* **EXTRACT**:
'''

But eventually, I just gave up working with it. After person-days of jUnit poking and prodding, this codebase remained quite opaque to me. I’ve inferred a lot of its algorithmic meat from its external gameplayer behavior. But I’m still baffled by much of it.

So this is our first measure of inextensibility in a codebase we discover: what Uncle Bob Martin calls opacity. One of the characteristics I wrote about here. As we glance through it, as we write tests for it, we struggle to understand it.

But it seems that every month or so these days, there are new tools to help us grasp what we are up against. I ran Crap4J against LegacyGame.java, and of course it pegs the tool’s little meter at the far right, at 36.84, as if pressed forcefully against that right-hand fence, searching for a measure of even more non-test-protected cyclomatic complexity. Average Crap4J score (blue triangle) is just under 5, BTW. As you can see, that little yellow triangle is trying to leave the ballpark:

crap4j_snap.JPG

So, I did determine how the legacy game manages its board state and game state, and got lots of peeks into how it determines which move to make next. Enough so that I was able to run the game from a test harness, one move at a time. This is the TestCase that pits the two games, old and new, against each other, some number of times. Currently that number is 200. You can find this code in manualTests/ manualTests. OldGameAgainstNewGameTests.java.

The source folder and package names contain the word “manual” because at first, I was printing out a representation of the board after each move taken by each game.I was examining System.out.println() output manually, to learn.

It took a bit for it to dawn on me: I was doing exploratory testing.

Old Game vs New Game: Exploratory Testing

So I started with lots of high hopes, deep fears, and ignorance about my prospects of test-driving a decent version of this problem domain. My goal was for my game, if it took the first move, to beat the old game or play it to a draw most of the time. (As it turns out, I did much better than that. After my second run at this code, I ended up with a game that beats the old LegacyGame about 50% of the time, and beats it to a draw about 40% of the time. When I go first, the old game wins no more than 7% of the time.)

The new game clobbers the old game, after much research and development.

'''

* **MATERIAL PROVIDED**:

'''

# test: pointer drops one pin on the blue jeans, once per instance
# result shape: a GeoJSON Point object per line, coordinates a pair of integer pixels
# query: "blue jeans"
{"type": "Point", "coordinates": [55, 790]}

'''

* **ACTIONS TO TAKE**:
1/ Answer these questions from the legacy game excerpt, one line each:
(a) What Crap4J score did LegacyGame.java receive?
(b) How many times does the TestCase currently pit the old and new games against each other?
(c) When the new game goes first, what is the most often the old game wins?
2/ Reproduce the part of the legacy game excerpt between "It took a bit" and "of the time.)", inclusive.
3/ List every percentage figure that appears in the legacy game excerpt.

* **SOLUTION LIST**:
1/
(a) 36.84
(b) 200
(c) No more than 7% of the time

2/
It took a bit for it to dawn on me: I was doing exploratory testing.

Old Game vs New Game: Exploratory Testing

So I started with lots of high hopes, deep fears, and ignorance about my prospects of test-driving a decent version of this problem domain. My goal was for my game, if it took the first move, to beat the old game or play it to a draw most of the time. (As it turns out, I did much better than that. After my second run at this code, I ended up with a game that beats the old LegacyGame about 50% of the time, and beats it to a draw about 40% of the time. When I go first, the old game wins no more than 7% of the time.)

3/
50%
40%
7%